■ SHORT TASK: Copy out every record below with complete accuracy.

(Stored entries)
• • • • •
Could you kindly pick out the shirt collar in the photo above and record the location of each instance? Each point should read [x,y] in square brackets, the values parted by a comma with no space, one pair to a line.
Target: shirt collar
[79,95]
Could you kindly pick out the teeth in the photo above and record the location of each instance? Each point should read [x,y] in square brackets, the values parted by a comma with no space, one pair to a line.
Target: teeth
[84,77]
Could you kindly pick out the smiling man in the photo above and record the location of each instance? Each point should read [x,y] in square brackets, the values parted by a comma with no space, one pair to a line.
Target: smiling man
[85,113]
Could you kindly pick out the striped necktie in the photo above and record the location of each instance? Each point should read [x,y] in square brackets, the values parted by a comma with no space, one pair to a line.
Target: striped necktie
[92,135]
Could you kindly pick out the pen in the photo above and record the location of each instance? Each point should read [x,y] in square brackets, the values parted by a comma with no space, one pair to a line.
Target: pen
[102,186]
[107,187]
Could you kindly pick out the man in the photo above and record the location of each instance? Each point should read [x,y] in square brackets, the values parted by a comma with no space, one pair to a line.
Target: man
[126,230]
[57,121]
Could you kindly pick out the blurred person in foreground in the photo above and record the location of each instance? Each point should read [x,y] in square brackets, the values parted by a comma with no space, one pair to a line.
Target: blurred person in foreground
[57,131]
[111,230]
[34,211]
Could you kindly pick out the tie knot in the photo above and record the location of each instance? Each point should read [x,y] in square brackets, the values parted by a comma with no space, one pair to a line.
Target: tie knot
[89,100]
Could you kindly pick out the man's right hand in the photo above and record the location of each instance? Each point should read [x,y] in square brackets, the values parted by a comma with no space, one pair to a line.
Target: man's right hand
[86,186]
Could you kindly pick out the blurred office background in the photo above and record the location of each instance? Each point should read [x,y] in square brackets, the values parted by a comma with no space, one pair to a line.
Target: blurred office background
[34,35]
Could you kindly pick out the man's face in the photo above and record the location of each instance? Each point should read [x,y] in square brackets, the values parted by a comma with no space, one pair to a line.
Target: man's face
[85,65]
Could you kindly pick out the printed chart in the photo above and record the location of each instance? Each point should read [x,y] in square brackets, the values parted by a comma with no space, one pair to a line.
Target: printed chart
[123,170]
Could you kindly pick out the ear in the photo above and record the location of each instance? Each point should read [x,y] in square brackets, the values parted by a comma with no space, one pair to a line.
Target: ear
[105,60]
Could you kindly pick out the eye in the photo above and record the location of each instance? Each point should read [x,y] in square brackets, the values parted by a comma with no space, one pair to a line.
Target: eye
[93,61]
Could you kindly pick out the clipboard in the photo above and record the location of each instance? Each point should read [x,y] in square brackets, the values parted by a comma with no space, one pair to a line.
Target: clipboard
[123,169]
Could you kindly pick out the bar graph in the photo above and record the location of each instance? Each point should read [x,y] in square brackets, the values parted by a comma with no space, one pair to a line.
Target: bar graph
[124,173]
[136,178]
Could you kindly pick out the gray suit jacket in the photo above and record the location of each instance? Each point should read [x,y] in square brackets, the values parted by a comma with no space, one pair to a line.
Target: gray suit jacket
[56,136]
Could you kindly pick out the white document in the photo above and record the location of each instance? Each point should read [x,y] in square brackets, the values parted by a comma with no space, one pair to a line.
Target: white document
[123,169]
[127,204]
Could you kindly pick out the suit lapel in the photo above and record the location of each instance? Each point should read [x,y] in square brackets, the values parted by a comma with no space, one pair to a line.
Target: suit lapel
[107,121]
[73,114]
• • • • •
■ ANSWER TO THIS TASK:
Could you kindly pick out the shirt collar in the photo above and record the location of each instance? Each point should read [x,y] in square brackets, the values parted by a comma with no space, one pair to a line.
Target: shirt collar
[79,95]
Could you kindly pick out the teeth in the photo above and record the location of each instance? Each point should read [x,y] in square brackets, the values parted by a comma with no space, one pair to a line.
Target: teeth
[84,77]
Could you kindly pick out the smiling man in the photo above and record the location of each instance? Each point should read [x,y] in square brackets, the values parted by a comma with no space, one pair to a line.
Target: smiling man
[85,113]
Could you kindly pick out the striped necktie in the photo above and record the location of each instance? Each point should read [x,y] in square brackets, the values parted by a comma with no space, one pair to a line.
Target: striped necktie
[92,135]
Could you kindly pick out the pen in the photo above and record the location of each instance? Each point should read [x,y] in square brackets, the values parted by a comma with no space, one pair to a line.
Target: pen
[102,186]
[107,187]
Could you kindly pick out the man in the photo above and record the location of each instance? Each point should read [x,y] in square brackets, the values parted by a comma with no space, one pair to a line.
Target: man
[126,230]
[57,121]
Could you kindly pick out the blurred person in foreground in the photo above and record the location of each instance? Each point should read [x,y] in square brackets, the values parted by a comma with no space, one pair to a line.
Target: blurred person in foreground
[57,131]
[111,230]
[34,211]
Could you kindly pick out the tie knot in the photo above and record the location of each instance? Each point should read [x,y] in square brackets, the values parted by a comma with no space, one pair to a line.
Target: tie knot
[89,100]
Could you kindly pick out the man's right hand in the photo above and record the location of each instance? Each point should read [x,y] in square brackets, the values parted by a comma with no space, one pair to a line.
Target: man's right hand
[86,186]
Could you kindly pick out the blurred office background in the photo above and record the location of each instance? Each point should read [x,y] in square brackets, the values parted by a comma with no space, one pair to a line.
Target: blurred office background
[34,35]
Could you kindly pick out the man's face in the photo above and record the location of each instance? Each point should read [x,y] in square brackets, the values parted by a comma with no space, one pair to a line.
Target: man's face
[85,65]
Could you kindly pick out the printed chart in the photo above and record the location of each instance? Each point should read [x,y] in square brackets, the values parted by a comma with no space, one pair to a line.
Target: printed chart
[123,170]
Could you kindly pick out the ear in the photo above and record the location of each instance? Each point should read [x,y] in square brackets, the values parted by a comma with no space, one pair to a line.
Target: ear
[105,60]
Could you kindly pick out the eye in the photo above and record the location of each instance? Each point should read [x,y] in square brackets, the values parted by a comma with no space, one pair to a line.
Target: eye
[93,61]
Could you kindly pick out the clipboard in the photo above and record the location of each instance? Each point should read [x,y] in square brackets, the values parted by a comma with no space, one pair to a line.
Target: clipboard
[123,169]
Could you kindly pick out the bar graph in the photo above and record the location of each instance? Each point should read [x,y] in square brackets, the values parted by a comma with no space, one pair to a line.
Target: bar graph
[124,173]
[136,178]
Could you kindly pick out the gray suit jacket in the photo above and record the location of each instance? Each point should read [x,y] in square brackets, the values parted by a comma with no space, one pair to a line.
Target: gray suit jacket
[56,136]
Could you kindly pick out the white document in the photo above and record the location of each instance? Each point should read [x,y] in square brackets, the values parted by a comma with no space, one pair to a line.
Target: white document
[123,169]
[127,204]
Could you kindly pick out the suit lapel in the photo above and record the location of each instance? Each point should read [x,y] in square brackets, the values parted by a comma with no space, one pair to a line.
Target: suit lapel
[107,121]
[73,114]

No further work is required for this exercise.